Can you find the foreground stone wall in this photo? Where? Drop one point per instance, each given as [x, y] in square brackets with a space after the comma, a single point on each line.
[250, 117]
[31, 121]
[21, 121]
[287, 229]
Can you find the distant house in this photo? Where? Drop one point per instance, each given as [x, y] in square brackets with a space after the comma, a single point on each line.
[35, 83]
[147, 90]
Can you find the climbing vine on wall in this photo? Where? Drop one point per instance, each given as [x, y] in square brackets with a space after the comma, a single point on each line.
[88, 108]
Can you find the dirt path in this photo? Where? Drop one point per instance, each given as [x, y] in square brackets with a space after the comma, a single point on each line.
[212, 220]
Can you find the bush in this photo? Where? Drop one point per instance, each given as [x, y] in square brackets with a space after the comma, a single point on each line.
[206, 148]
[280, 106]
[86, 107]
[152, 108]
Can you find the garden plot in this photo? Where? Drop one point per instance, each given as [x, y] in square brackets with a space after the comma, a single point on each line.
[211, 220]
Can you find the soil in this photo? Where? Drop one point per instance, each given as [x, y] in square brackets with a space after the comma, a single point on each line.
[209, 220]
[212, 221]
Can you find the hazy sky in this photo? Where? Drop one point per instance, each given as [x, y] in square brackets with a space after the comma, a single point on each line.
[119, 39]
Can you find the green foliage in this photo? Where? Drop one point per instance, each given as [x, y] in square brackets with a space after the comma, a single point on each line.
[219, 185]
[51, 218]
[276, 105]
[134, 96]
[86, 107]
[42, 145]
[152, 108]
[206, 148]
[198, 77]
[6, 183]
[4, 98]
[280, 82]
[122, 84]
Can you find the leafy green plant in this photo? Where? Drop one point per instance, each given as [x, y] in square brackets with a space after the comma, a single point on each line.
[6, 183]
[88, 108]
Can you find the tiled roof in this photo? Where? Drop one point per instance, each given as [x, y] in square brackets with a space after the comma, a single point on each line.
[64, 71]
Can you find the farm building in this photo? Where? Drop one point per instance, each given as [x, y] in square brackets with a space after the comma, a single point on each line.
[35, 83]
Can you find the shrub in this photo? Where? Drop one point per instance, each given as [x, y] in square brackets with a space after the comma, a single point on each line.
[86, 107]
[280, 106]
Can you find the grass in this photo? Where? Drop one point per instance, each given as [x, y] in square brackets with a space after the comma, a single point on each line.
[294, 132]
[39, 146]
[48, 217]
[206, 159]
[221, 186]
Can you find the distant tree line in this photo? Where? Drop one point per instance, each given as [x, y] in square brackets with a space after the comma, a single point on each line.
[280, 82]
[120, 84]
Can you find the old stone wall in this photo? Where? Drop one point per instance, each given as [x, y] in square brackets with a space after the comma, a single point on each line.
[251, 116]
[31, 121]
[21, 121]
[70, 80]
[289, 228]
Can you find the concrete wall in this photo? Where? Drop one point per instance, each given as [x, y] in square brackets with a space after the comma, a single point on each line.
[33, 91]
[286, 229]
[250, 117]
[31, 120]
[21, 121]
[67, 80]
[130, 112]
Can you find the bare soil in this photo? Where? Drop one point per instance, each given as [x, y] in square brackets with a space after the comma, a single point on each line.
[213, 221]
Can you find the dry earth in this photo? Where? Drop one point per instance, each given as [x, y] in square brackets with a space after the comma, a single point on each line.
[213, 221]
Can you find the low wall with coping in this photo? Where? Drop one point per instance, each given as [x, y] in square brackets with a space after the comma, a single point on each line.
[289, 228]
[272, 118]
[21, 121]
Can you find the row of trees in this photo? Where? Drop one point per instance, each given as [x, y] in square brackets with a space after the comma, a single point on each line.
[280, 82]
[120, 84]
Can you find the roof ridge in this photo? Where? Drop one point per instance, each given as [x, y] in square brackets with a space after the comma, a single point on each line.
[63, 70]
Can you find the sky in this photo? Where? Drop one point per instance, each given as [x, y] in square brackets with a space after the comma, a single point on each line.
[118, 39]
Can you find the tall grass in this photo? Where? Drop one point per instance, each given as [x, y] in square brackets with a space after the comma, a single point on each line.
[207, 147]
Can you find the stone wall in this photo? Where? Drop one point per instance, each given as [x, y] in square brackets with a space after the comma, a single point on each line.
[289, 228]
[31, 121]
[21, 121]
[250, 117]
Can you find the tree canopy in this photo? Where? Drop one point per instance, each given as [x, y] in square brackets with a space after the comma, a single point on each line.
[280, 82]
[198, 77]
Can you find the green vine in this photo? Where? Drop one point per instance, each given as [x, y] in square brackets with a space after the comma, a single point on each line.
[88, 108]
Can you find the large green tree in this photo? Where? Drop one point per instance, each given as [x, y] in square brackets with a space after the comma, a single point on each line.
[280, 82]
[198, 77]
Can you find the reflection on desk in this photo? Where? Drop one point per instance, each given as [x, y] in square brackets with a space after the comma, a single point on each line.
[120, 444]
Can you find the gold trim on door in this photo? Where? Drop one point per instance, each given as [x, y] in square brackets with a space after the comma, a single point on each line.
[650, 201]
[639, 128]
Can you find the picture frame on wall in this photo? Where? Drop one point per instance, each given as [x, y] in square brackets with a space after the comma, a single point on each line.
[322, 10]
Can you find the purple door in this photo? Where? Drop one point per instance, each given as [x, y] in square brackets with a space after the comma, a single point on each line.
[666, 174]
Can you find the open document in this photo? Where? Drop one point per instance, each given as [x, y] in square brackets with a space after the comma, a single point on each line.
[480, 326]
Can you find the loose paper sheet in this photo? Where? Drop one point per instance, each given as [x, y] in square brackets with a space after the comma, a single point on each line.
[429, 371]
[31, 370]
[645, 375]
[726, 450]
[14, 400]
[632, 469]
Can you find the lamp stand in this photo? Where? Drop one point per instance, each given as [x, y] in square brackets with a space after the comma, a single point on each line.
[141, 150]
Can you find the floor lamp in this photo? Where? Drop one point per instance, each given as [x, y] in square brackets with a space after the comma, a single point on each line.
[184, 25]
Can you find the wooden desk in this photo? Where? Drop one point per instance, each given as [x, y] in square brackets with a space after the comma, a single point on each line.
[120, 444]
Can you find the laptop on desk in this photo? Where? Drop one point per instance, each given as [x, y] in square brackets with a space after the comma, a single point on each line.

☆ ☆ ☆

• **Exercise aim**
Make an exact copy of every line from the one with "Can you find the floor" to the end of the data, with the first and last of those lines included.

• **Problem solution**
Can you find the floor lamp in this photo? Where? Drop one point per instance, each given as [x, y] in square brackets with a space after the comma, a single point on each line.
[184, 25]
Can you find the wooden desk in this photo? Where? Drop one point per instance, each given as [x, y] in square brackets with a space after the comma, a single point on each line.
[120, 444]
Can you find the laptop on desk in this photo? Where? Drop one point per instance, each given as [x, y] in square brackets with a space after the comma, a single point on each line.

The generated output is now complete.